__Assignment__
Extend the tutorial on pre-processing sequence data by picking up right after its last sentence.

__Given passage__

##############################

Finding Causative Mutations With A Candidate SNP Approach

Pre-Processing Sequence Data

Learning Objectives

Understanding Fastq
Inspecting and interpreting the quality of sequence data with FASTQC
Cleaning out sequence data with trimmomatic.

Fastq is a typical sequence format generated by HTS machines. It contains four lines, a sequence ID, the sequence, the ID again and a messy looking quality string made up of characters, each of which represents the quality of the base above it. Here’s an example:

 @SEQ_ID
 GATTTGGGGTTCAAAGCAGTATCGATCAAATAGTAAATCCATTTGTTCAACTCACAGTTT
 +SEQ_ID
 !''*((((***+))%%%++)(%%%%).1***-+*''))**55CCF>>>>>>CCCCCCC65

Each of the weird characters represents a number according to the ASCII look up table, where numbers are linked to characters, so ! means 33 and " means 34. These numbers are generally Phred scores, which encode the likelihood of the base being wrong on a log scale.

We can use this quality information to assess how well our sequencing went. Along with sequence quality information we should also assess the composition of the sequence data. A program called FastQC is useful for this.

FastQC presents a range of plots and summary statistics, you need to provide it with Fastq data.

A typical output is like this:

FastQC Summary Plot

This is the per base sequence quality. The plot shows along the x-axis the position in the read and for each position in the reads it shows a box-plot of all the quality scores at that position.

Noticeably in this figure, the box plots to the left have much higher and tightly grouped quality scores than those on the right. This is typical of Illumina machine sequence, the quality decreases the further you get along the read. As you can infer from the red region of the plot background, Phred scores less than 20 are generally not trusted.

We may (or may not) decide that we need to get rid of the lower quality sequence.

At the individual sequence read level, we can discard entire sequences if part is too poor or trim the read leaving the good part alone. One system for doing this is Trimmomatic which can perform a variety of trimming operations on sequence reads. It can remove parts of reads from the left or right sides up to quality thresholds - it uses a sliding window average, rather than just a harsh cut-off.

At the sequence sample level (e.g, the read file level), we may discover that our read set is not good. Reports from FastQC like the kmer content plot can show sequence problems, in this graph there is an over-representation of particular kmers at the start of the sequence that shouldn’t be there.

##############################

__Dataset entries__

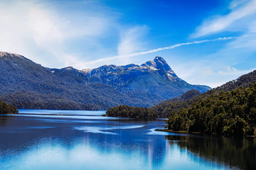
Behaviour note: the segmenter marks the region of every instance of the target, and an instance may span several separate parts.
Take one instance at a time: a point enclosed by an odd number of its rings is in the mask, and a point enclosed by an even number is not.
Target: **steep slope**
[[[167,127],[175,131],[251,136],[256,133],[256,102],[255,84],[212,94],[188,109],[172,112]]]
[[[179,96],[191,89],[204,92],[211,89],[206,86],[192,85],[179,78],[159,56],[141,65],[105,65],[82,71],[90,78],[109,84],[120,92],[144,91],[164,99]]]
[[[183,101],[170,101],[153,106],[150,108],[159,115],[169,116],[173,111],[178,112],[182,108],[187,108],[195,102],[203,99],[211,94],[216,93],[221,91],[228,92],[234,90],[240,86],[247,87],[250,83],[256,81],[256,70],[244,75],[238,78],[230,81],[218,87],[196,95],[193,98]]]
[[[16,108],[11,105],[7,105],[0,100],[0,114],[17,113],[18,112]]]
[[[140,66],[104,65],[79,70],[45,67],[22,55],[0,52],[0,99],[19,108],[148,107],[192,89],[210,89],[179,78],[160,57]]]
[[[162,104],[166,102],[168,102],[171,101],[181,101],[191,99],[194,96],[200,94],[201,93],[199,91],[196,89],[192,89],[189,90],[182,94],[180,96],[175,98],[172,98],[168,100],[165,100],[160,102],[159,104]]]
[[[124,103],[135,106],[135,101],[138,102],[129,98],[107,84],[88,84],[87,75],[77,70],[70,68],[51,69],[23,56],[2,52],[0,53],[0,94],[2,94],[0,99],[20,108],[22,105],[37,102],[37,99],[31,99],[34,98],[34,93],[22,92],[33,92],[42,97],[43,106],[40,108],[45,108],[44,107],[49,103],[45,99],[52,98],[52,96],[53,95],[56,99],[60,98],[60,96],[69,99],[77,102],[78,105],[82,103],[94,106],[90,110],[95,107],[96,109],[106,109]],[[18,95],[15,95],[15,93],[9,94],[9,99],[6,95],[4,95],[7,93],[17,92],[20,92]],[[26,101],[23,99],[24,95],[27,99]],[[12,98],[13,96],[15,98]],[[18,101],[23,101],[23,103],[18,103]],[[138,105],[143,105],[142,101],[138,102]],[[62,104],[65,105],[65,103]]]

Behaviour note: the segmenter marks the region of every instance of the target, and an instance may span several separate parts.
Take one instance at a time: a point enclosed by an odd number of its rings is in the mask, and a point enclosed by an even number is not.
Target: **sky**
[[[0,51],[79,70],[163,57],[214,88],[256,69],[256,0],[0,0]]]

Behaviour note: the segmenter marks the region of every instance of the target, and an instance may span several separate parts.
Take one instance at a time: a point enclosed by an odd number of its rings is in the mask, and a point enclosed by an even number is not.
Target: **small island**
[[[155,112],[146,107],[132,107],[127,105],[120,105],[109,109],[103,116],[130,118],[157,118]]]
[[[8,105],[0,100],[0,114],[15,114],[18,112],[16,107],[10,104]]]

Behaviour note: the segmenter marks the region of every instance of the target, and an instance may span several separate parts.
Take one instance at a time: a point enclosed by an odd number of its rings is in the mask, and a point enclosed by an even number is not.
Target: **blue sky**
[[[256,0],[3,0],[0,16],[0,51],[50,68],[160,56],[188,83],[213,88],[256,69]]]

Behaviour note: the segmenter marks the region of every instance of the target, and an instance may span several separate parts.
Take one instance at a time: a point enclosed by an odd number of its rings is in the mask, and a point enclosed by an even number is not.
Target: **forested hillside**
[[[254,83],[255,81],[256,70],[254,70],[243,75],[237,79],[229,81],[220,86],[196,95],[191,99],[183,101],[170,101],[160,103],[151,107],[150,109],[156,112],[158,115],[168,116],[172,111],[178,112],[181,108],[187,108],[191,105],[205,98],[211,94],[216,93],[222,91],[230,91],[240,86],[246,87],[250,83]]]
[[[172,112],[166,122],[168,129],[175,131],[253,135],[256,134],[256,84],[212,94],[187,109]]]
[[[130,117],[131,118],[158,117],[155,112],[146,107],[131,107],[127,105],[120,105],[109,109],[103,116]]]
[[[193,89],[162,58],[140,66],[104,65],[79,70],[49,68],[0,52],[0,99],[19,108],[94,110],[120,105],[149,107]]]
[[[162,104],[171,101],[183,101],[186,100],[191,99],[192,97],[198,94],[200,94],[201,93],[199,91],[196,89],[192,89],[189,90],[185,93],[184,94],[181,95],[180,96],[175,98],[172,98],[168,100],[165,100],[162,101],[159,103],[159,104]]]
[[[11,105],[7,105],[0,100],[0,114],[17,113],[18,112],[16,107]]]

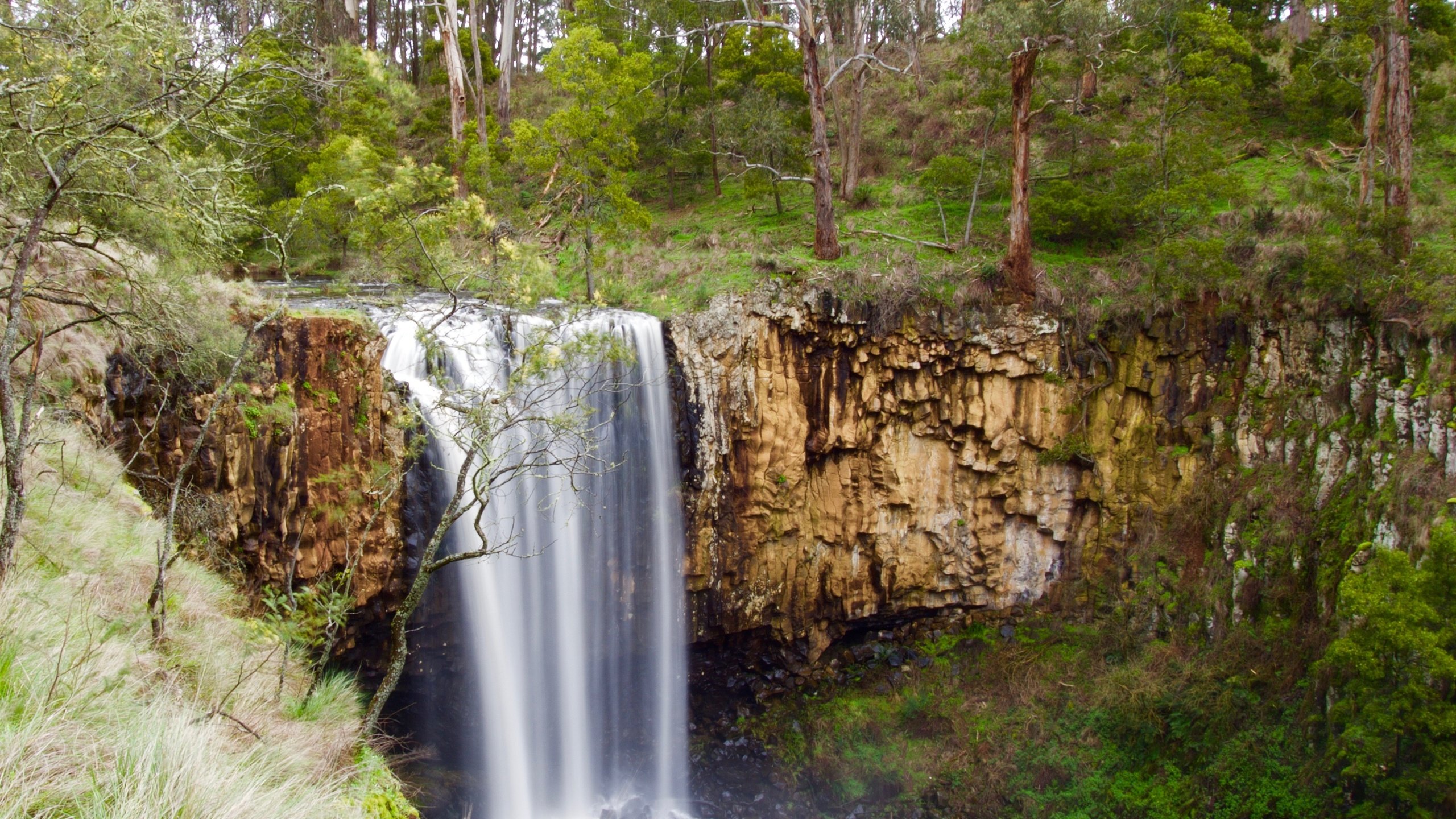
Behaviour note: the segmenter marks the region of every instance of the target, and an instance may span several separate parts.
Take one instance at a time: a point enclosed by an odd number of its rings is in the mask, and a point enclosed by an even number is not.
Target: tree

##############################

__Exercise output__
The first few bases here are significantly enriched, this can be due to sequence adapters (if they were used) but if not, then the sequence is likely not good, even if the quality scores are fine

Connecting to the internet

You may need to change the VirtualBox network adapter if you get a report like:


en3 network adapter not found

Try using VirtualBox’s other network settings under Devices .. Network .. Network Settings... Usually you should select, NAT. You can tell whether it’s working by using the web browser within the machine and navigating to an external site e.g http://bbc.co.uk

1. Run FastQC

Use the reads in the QC Shared Data library. You will find the FastQC tool in the tool list under HTS QC. The reads are single ended from a mutagenised Arabidopsis thaliana (a model plant). They are Illumina Whole Genome Shotgun reads so don’t have any multiplex adapters and the plants are grown in sterile culture so we aren’t expecting contamination.

How many reads are you using?
What sort of output files do you get from FastQC?
What should you do with these files? Do they represent a scientific control that could be published?

2. Interpret Sequence Quality

Is there any evidence of contamination? Which report tells you?
If there is, which sequence is contaminating?
Which of the four files is the best?

3. Clean Up Poor Quality Sequence

Use the Trimmomatic tool in HTS QC. Select an appropriate Average quality required

Find a trimming strategy to get rid of contamination you observed in section 2.1?
Which trimming strategy improves the low quality reads
Did it make any difference?
How could you filter on size? If you needed to pass only good quality, full length sequences to the next step?